• _PROBLEM STATEMENT_
The expected answer is every line of the material, reproduced exactly.

• _DATASET EXTRACT_
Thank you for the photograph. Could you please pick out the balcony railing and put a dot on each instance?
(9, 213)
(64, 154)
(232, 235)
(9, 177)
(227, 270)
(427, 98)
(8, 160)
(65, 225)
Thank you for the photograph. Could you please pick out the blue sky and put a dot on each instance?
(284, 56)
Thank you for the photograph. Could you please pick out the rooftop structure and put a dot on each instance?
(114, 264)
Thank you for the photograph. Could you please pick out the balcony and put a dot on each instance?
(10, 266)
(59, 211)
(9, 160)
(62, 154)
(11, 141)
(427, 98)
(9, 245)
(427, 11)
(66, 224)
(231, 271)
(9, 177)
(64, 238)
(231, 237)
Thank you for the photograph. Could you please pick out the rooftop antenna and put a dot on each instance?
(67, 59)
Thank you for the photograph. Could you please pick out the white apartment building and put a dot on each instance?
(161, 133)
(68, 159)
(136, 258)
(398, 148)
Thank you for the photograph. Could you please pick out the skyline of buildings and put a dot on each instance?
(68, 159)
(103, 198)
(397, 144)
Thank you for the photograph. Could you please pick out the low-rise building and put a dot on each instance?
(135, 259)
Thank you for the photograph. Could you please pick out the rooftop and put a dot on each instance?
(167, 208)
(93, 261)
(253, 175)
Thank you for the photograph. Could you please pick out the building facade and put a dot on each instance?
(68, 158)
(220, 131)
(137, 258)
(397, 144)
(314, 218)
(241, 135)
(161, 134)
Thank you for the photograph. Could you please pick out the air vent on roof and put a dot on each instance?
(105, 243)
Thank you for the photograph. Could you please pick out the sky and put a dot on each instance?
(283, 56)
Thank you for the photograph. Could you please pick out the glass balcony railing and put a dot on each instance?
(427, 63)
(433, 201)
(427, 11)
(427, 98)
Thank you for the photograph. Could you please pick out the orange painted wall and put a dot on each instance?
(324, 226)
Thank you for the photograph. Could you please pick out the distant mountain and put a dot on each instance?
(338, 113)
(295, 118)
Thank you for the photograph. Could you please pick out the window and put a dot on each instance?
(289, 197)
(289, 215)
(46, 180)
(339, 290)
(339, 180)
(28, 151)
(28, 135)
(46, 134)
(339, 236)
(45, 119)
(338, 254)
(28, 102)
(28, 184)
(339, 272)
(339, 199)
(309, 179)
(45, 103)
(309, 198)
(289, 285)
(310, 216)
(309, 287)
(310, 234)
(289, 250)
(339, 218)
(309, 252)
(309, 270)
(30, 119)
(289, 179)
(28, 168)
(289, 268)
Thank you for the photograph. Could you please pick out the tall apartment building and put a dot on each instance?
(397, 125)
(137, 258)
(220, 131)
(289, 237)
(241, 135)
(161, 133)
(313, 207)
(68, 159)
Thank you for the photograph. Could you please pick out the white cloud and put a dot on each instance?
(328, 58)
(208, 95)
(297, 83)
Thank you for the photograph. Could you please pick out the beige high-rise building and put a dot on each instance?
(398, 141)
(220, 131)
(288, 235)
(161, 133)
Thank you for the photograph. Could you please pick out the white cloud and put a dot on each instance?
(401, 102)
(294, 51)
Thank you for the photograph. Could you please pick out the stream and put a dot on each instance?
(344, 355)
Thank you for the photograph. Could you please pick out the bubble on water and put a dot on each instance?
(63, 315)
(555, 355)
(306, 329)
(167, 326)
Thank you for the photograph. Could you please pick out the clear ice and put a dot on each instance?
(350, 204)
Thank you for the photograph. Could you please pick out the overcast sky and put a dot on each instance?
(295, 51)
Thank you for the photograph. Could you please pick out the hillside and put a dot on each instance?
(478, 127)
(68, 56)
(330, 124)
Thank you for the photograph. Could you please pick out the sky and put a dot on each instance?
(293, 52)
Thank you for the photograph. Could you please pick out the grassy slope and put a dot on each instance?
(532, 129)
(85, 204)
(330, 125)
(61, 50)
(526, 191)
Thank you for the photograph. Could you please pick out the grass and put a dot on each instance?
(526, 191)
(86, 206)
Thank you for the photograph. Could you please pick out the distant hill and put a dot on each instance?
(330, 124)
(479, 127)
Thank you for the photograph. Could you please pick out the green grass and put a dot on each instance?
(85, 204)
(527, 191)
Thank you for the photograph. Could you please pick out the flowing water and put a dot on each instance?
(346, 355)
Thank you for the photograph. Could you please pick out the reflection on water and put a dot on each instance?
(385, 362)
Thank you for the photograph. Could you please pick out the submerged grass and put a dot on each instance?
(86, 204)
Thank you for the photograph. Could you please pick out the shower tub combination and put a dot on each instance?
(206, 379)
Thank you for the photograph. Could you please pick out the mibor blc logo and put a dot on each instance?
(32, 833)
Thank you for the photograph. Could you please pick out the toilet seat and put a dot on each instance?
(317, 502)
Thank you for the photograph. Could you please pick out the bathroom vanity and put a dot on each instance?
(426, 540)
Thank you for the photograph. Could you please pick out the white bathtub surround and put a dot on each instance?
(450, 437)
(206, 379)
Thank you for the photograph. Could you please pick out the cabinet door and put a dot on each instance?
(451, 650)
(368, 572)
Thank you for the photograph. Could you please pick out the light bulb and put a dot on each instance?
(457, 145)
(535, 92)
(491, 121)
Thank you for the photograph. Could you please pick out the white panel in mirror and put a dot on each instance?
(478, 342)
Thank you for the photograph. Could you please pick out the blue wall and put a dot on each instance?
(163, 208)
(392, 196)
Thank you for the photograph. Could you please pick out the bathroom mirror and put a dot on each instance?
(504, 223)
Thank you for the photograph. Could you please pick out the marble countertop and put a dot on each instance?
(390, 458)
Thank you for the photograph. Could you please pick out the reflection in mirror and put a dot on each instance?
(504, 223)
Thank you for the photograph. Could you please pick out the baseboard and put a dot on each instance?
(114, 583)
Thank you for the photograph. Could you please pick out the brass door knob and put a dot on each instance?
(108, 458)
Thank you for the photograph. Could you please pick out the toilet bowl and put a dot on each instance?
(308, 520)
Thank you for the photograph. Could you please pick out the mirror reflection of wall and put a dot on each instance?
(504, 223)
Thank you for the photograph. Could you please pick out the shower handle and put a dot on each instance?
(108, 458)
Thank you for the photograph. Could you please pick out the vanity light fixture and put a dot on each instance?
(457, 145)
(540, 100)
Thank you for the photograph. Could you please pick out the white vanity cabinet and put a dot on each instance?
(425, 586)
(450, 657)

• _ANSWER SPACE_
Thank you for the photograph. Could you please pick out the balcony railing and put a dot on each instance?
(9, 213)
(64, 154)
(232, 235)
(9, 177)
(227, 270)
(427, 98)
(8, 160)
(65, 225)
Thank you for the photograph. Could you please pick out the blue sky and put a dot on each instance?
(284, 56)
Thank you for the photograph. Could you please pick out the rooftop structure and put a dot on each instance?
(114, 264)
Thank you for the photograph. Could you please pick out the balcony and put a dot on each instance?
(10, 266)
(59, 211)
(9, 160)
(62, 154)
(11, 141)
(427, 98)
(9, 245)
(427, 11)
(66, 224)
(231, 271)
(9, 177)
(64, 238)
(231, 237)
Thank you for the photograph. Could you please pick out the rooftop antenna and put a dot on each instance?
(67, 59)
Thank you for the photograph. Could you please pick out the white apartment building and put a dot on each instance?
(161, 133)
(68, 159)
(136, 258)
(398, 148)
Thank you for the photograph. Could you please pick out the skyline of buildings and put a dot on each instance?
(68, 159)
(103, 198)
(397, 144)
Thank you for the photograph. Could you please pick out the low-rise building and put a dot on each instance?
(135, 259)
Thank you for the photograph. Could you please pick out the rooftop and put a dot on each instance?
(167, 208)
(93, 261)
(253, 175)
Thank you for the photograph. Could you please pick out the building facade and put a dot on each instance?
(68, 158)
(220, 131)
(137, 258)
(397, 144)
(314, 218)
(241, 135)
(161, 134)
Thank you for the photograph. Could you please pick out the air vent on roof and put a dot on each instance?
(105, 243)
Thank you for the photograph. Could you please pick out the sky and put a dot on each instance?
(283, 56)
Thank you for the photograph. Could you please pick out the glass balcony railing and put a dot on each instance?
(427, 63)
(433, 201)
(427, 11)
(427, 98)
Thank you for the photograph. Could you please pick out the orange painted wall and put a dot on each instance?
(324, 226)
Thank you for the photograph. Could you please pick out the distant mountain and put a dot on each instance?
(338, 113)
(295, 118)
Thank you for the photograph. Could you please pick out the window and put a dot on each instance?
(289, 197)
(289, 215)
(46, 180)
(339, 290)
(339, 180)
(28, 151)
(28, 135)
(46, 134)
(339, 236)
(45, 119)
(338, 254)
(28, 102)
(28, 184)
(339, 272)
(339, 199)
(309, 179)
(45, 103)
(309, 198)
(289, 285)
(310, 216)
(309, 287)
(310, 234)
(289, 250)
(339, 218)
(309, 252)
(309, 270)
(30, 119)
(289, 179)
(28, 168)
(289, 268)
Thank you for the photograph. Could you please pick out the tall apartment building and put a dot on each instance?
(397, 125)
(137, 258)
(220, 131)
(289, 237)
(241, 135)
(161, 133)
(313, 207)
(68, 159)
Thank you for the photograph. Could you please pick out the white cloud and put a dot on each instance?
(328, 58)
(208, 95)
(297, 83)
Thank you for the photograph. Could you please pick out the beige high-rise building and put a dot on each instance?
(398, 141)
(220, 131)
(288, 235)
(161, 133)
Thank you for the photograph. Could you please pick out the white cloud and put a dot on each instance?
(401, 102)
(294, 51)
Thank you for the photograph. Could you please pick out the stream and put a dot on each instance?
(344, 355)
Thank you for the photograph. Could you please pick out the bubble on water and put a dot on each instance?
(63, 315)
(555, 355)
(306, 329)
(167, 326)
Thank you for the photograph. Could you please pick out the clear ice and put a dot on each instance?
(350, 204)
Thank you for the photograph. Could you please pick out the overcast sky and put a dot on each instance?
(295, 51)
Thank you for the photograph. Could you please pick out the hillside and put a dot on each instance?
(478, 127)
(68, 56)
(330, 124)
Thank you for the photograph. Could you please pick out the sky and put a dot on each instance?
(293, 52)
Thank you for the photograph. Could you please pick out the grassy slope and put a dot on each instance?
(532, 129)
(85, 204)
(330, 125)
(61, 50)
(526, 191)
Thank you for the photograph. Could you please pick out the grass and put a dot on each instance?
(526, 191)
(86, 206)
Thank you for the photograph. Could you please pick out the distant hill and put a dot on each instance?
(330, 124)
(479, 127)
Thank you for the photograph. Could you please pick out the green grass and put a dot on each instance?
(85, 204)
(527, 191)
Thank you for the photograph. Could you please pick out the flowing water and put a dot on each instance?
(346, 355)
Thank you for the photograph. Could you please pick out the reflection on water and put a dot on each instance?
(385, 362)
Thank you for the photograph. Could you please pick out the submerged grass and put a dot on each instance?
(86, 204)
Thank you for the photograph. Could you please pick out the shower tub combination and put a dot on each instance?
(206, 379)
Thank you for the photograph. Could you please pick out the mibor blc logo and put a dot on each instance?
(32, 833)
Thank you for the photograph. Could you please pick out the toilet seat and put a dot on each instance?
(317, 502)
Thank you for the photograph. Could you please pick out the bathroom vanity and put a dot on each instance?
(426, 540)
Thank you for the photograph. Could you please pick out the white bathtub surround and put a dot on each instance?
(450, 437)
(206, 379)
Thank you for the photograph. Could you please pick out the cabinet door and put a dot on each instance?
(451, 650)
(368, 572)
Thank you for the photograph. Could you please pick out the light bulb and put a dot on each instance?
(457, 145)
(535, 92)
(491, 121)
Thank you for the photograph. Could you please pick out the white panel in mirror and put a dot on each instance?
(478, 342)
Thank you for the photograph. Could you please pick out the blue wall and put a dot on each instance?
(163, 208)
(392, 196)
Thank you for the photograph. Could you please pick out the bathroom mirror and put a dot on each instance?
(504, 223)
Thank you for the photograph. Could you please pick out the marble countertop and put a dot on each instance?
(390, 458)
Thank you for the photograph. Could you please pick out the reflection in mirror and put a dot on each instance?
(504, 223)
Thank you for the photograph. Could you please pick out the baseboard and put a dot on each instance?
(114, 583)
Thank you for the photograph. Could you please pick out the brass door knob and put a dot on each instance?
(108, 458)
Thank you for the photograph. Could you please pick out the toilet bowl and put a dot on each instance?
(308, 520)
Thank you for the photograph. Could you please pick out the mirror reflection of wall and put a dot on each instance?
(504, 223)
Thank you for the photograph. Could you please pick out the shower handle and put a dot on each instance?
(108, 458)
Thank you for the photograph. Could you please pick out the vanity light fixture and put a dot on each instance?
(457, 145)
(540, 100)
Thank you for the photograph. Could you please pick out the white vanity cabinet and put a dot on each instance?
(425, 586)
(450, 657)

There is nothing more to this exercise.